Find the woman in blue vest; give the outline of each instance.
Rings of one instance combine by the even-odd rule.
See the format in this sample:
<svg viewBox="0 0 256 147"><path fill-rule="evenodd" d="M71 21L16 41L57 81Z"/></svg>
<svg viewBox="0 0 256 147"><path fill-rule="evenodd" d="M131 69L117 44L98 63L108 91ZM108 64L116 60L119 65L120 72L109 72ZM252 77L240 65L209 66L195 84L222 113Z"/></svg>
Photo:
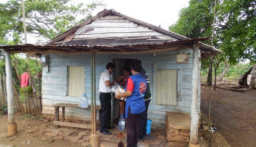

AIM OF THE EXERCISE
Reproduce the lines above word for word, omitting the picture.

ANSWER TO THIS PROBLEM
Find the woman in blue vest; give the outline of each instance.
Rings of one instance combine by the even-odd rule.
See the format in this sample:
<svg viewBox="0 0 256 147"><path fill-rule="evenodd" d="M71 21L16 41L57 81Z"/></svg>
<svg viewBox="0 0 256 147"><path fill-rule="evenodd" d="M131 69L117 44L98 63L108 91ZM108 64L116 60L119 65L120 72L109 72ZM252 77L240 65L209 66L195 84L222 113Z"/></svg>
Photo:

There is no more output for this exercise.